*** Block opens ***

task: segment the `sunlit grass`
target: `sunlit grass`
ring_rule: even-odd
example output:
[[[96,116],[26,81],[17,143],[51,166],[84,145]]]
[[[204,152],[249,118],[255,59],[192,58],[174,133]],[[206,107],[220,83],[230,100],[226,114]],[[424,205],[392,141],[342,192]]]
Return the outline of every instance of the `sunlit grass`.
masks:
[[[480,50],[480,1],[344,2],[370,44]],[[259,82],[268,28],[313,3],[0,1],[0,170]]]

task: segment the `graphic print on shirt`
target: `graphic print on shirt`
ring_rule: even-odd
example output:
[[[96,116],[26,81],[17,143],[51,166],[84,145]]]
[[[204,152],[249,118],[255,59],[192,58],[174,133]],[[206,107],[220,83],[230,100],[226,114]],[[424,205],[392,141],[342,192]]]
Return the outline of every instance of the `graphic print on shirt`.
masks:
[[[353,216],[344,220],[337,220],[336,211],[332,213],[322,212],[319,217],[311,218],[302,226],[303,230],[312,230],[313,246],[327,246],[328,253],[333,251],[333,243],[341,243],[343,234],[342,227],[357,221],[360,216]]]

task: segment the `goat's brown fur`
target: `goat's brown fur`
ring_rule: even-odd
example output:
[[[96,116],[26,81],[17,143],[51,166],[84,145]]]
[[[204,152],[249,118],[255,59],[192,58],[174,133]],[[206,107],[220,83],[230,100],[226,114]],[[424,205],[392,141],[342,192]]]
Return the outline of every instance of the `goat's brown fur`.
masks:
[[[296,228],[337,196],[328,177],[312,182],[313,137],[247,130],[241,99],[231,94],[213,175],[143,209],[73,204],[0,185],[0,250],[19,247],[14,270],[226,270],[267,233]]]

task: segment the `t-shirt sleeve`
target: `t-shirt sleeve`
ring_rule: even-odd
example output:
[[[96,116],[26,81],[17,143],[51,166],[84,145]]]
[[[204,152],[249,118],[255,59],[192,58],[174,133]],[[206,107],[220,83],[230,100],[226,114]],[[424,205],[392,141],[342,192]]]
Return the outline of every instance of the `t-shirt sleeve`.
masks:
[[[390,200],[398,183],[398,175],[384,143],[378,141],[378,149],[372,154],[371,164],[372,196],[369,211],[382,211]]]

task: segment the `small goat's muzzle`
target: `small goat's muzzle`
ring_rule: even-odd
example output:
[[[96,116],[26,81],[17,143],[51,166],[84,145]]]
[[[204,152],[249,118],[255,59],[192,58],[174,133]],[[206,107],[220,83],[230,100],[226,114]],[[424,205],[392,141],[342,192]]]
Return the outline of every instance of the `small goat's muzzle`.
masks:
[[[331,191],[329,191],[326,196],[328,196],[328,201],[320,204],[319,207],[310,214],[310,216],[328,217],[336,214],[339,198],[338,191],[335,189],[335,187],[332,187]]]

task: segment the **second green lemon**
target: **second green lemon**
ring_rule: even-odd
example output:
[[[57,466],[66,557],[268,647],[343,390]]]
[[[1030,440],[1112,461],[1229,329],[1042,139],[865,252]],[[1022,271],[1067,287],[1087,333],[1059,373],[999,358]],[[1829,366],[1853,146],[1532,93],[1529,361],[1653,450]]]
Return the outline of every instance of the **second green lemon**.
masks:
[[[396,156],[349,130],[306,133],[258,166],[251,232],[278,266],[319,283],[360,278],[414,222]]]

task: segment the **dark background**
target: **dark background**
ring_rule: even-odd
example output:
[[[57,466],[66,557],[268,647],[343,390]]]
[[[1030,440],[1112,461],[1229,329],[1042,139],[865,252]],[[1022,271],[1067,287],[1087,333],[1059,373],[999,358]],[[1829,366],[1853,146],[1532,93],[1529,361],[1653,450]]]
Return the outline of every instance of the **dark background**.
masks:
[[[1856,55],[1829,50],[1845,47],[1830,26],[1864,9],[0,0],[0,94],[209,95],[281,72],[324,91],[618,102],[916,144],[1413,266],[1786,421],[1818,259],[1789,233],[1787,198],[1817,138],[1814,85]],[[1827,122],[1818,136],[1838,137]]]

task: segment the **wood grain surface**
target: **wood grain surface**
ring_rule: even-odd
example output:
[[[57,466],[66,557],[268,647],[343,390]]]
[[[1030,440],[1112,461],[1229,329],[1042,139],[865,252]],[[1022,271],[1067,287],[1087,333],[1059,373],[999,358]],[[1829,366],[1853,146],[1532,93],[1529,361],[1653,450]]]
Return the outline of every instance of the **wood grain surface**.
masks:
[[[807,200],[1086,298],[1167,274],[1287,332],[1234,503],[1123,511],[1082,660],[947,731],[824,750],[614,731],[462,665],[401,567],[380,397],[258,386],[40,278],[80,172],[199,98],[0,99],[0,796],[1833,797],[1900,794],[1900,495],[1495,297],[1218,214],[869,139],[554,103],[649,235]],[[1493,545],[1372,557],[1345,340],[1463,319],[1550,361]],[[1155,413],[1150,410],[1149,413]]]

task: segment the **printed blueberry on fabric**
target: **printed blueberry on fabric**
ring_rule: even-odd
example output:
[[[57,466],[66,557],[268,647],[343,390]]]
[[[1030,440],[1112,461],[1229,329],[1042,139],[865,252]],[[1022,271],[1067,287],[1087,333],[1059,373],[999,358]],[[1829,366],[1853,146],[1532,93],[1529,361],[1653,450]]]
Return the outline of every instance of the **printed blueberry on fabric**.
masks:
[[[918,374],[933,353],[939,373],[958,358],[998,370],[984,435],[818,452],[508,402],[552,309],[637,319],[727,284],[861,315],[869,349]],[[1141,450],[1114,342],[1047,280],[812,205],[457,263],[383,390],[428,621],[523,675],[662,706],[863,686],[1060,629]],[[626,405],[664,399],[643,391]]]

*** Block closes ***

Work required: The answer must contain every line of the material, unchanged.

Task response:
task: segment the `sunlit grass`
target: `sunlit grass`
ring_rule: even-odd
example output:
[[[96,116],[26,81],[17,143],[51,166],[84,145]]]
[[[204,152],[249,118],[255,59],[192,58],[174,133]],[[206,107],[220,83],[230,100],[226,114]],[[424,205],[392,141],[342,192]]]
Return the outline of every instance of the `sunlit grass`.
masks:
[[[480,50],[480,1],[344,2],[370,44]],[[259,82],[268,28],[313,3],[0,1],[0,170]]]

task: segment the `graphic print on shirt`
target: `graphic print on shirt`
ring_rule: even-odd
example output:
[[[96,116],[26,81],[17,143],[51,166],[84,145]]]
[[[204,152],[249,118],[255,59],[192,58],[174,133]],[[206,107],[220,83],[230,100],[226,114]],[[424,205],[392,141],[342,192]]]
Return the outline of every instance of the `graphic print on shirt`.
masks:
[[[353,216],[344,220],[337,220],[336,211],[332,213],[322,212],[319,217],[311,218],[302,226],[303,230],[312,230],[313,246],[327,246],[328,253],[333,251],[333,243],[341,243],[343,234],[342,227],[357,221],[360,216]]]

task: segment the `goat's brown fur`
target: `goat's brown fur`
ring_rule: even-odd
example output:
[[[96,116],[26,81],[17,143],[51,166],[84,145]]]
[[[204,152],[249,118],[255,59],[192,58],[174,133]],[[206,107],[220,83],[230,100],[226,114]],[[424,205],[392,141],[342,192]]]
Return the outline of every instance of the `goat's brown fur`.
masks:
[[[296,228],[337,196],[328,177],[312,182],[313,137],[247,130],[241,99],[231,94],[213,175],[143,209],[73,204],[0,185],[0,250],[19,247],[14,270],[226,270],[267,233]]]

task: segment the `t-shirt sleeve`
target: `t-shirt sleeve`
ring_rule: even-odd
example output:
[[[96,116],[26,81],[17,143],[51,166],[84,145]]]
[[[204,152],[249,118],[255,59],[192,58],[174,133]],[[206,107],[220,83],[230,100],[226,114]],[[424,205],[392,141],[342,192]]]
Return the outline of every instance of the `t-shirt sleeve`.
masks:
[[[390,200],[398,183],[398,175],[384,143],[378,141],[378,149],[372,154],[371,164],[372,196],[369,211],[382,211]]]

task: segment the `small goat's muzzle`
target: `small goat's muzzle`
ring_rule: even-odd
example output:
[[[96,116],[26,81],[17,143],[51,166],[84,145]]]
[[[204,152],[249,118],[255,59],[192,58],[174,133]],[[206,107],[220,83],[230,100],[226,114]],[[424,205],[392,141],[342,192]]]
Return the outline of every instance of the `small goat's muzzle`.
masks:
[[[331,191],[329,191],[326,196],[328,196],[328,201],[320,204],[319,207],[310,214],[310,216],[328,217],[336,214],[339,198],[338,191],[335,189],[335,187],[332,187]]]

task: segment the **second green lemon**
target: **second green lemon**
ring_rule: even-odd
example output:
[[[57,466],[66,557],[268,647],[343,390]]]
[[[1030,440],[1112,461],[1229,329],[1042,139],[865,252]],[[1022,271],[1067,287],[1087,333],[1059,373],[999,358]],[[1829,366],[1853,146],[1532,93],[1529,361],[1653,450]]]
Return the outline of every instance of the **second green lemon**.
masks:
[[[396,156],[349,130],[306,133],[258,166],[251,232],[278,266],[319,283],[360,278],[414,222]]]

task: segment the **dark background**
target: **dark background**
ring_rule: even-odd
example output:
[[[57,466],[66,557],[268,647],[343,390]]]
[[[1030,440],[1112,461],[1229,329],[1042,139],[865,252]],[[1022,271],[1067,287],[1087,333],[1059,373],[999,358]],[[1829,366],[1853,146],[1532,93],[1529,361],[1653,450]]]
Return the outline of every instance of the **dark background**.
masks:
[[[1856,55],[1829,50],[1845,47],[1830,26],[1864,9],[0,0],[0,94],[209,95],[281,72],[324,91],[618,102],[916,144],[1413,266],[1786,421],[1818,259],[1789,233],[1787,198],[1817,138],[1814,85]],[[1827,122],[1818,136],[1838,137]]]

task: segment the **wood grain surface**
target: **wood grain surface**
ring_rule: even-odd
example output:
[[[57,466],[66,557],[268,647],[343,390]]]
[[[1030,440],[1112,461],[1229,329],[1042,139],[865,252]],[[1022,271],[1067,287],[1087,333],[1059,373],[999,358]],[[1829,366],[1853,146],[1532,93],[1529,361],[1653,450]]]
Return the outline of every instance of the **wood grain surface**.
masks:
[[[807,200],[1086,298],[1167,274],[1287,332],[1234,503],[1123,511],[1082,660],[947,731],[824,750],[614,731],[462,665],[401,567],[380,397],[258,386],[40,278],[80,172],[199,98],[0,99],[0,796],[1833,797],[1900,794],[1900,495],[1495,297],[1218,214],[869,139],[554,103],[649,235]],[[1493,545],[1372,557],[1345,340],[1463,319],[1550,361]],[[1155,413],[1150,410],[1149,413]]]

task: segment the **printed blueberry on fabric**
target: **printed blueberry on fabric**
ring_rule: even-odd
example output:
[[[57,466],[66,557],[268,647],[343,390]]]
[[[1030,440],[1112,461],[1229,329],[1042,139],[865,252]],[[1022,271],[1067,287],[1087,333],[1059,373],[999,358]],[[1829,366],[1853,146],[1532,93],[1529,361],[1653,450]]]
Return the outline of every instance of the **printed blueberry on fabric**.
masks:
[[[918,374],[933,353],[939,373],[958,358],[998,370],[984,435],[818,452],[508,402],[552,309],[637,319],[727,284],[861,315],[869,349]],[[1141,450],[1114,342],[1047,280],[812,205],[457,263],[383,390],[428,621],[523,675],[662,706],[863,686],[1060,629]],[[626,405],[664,399],[643,391]]]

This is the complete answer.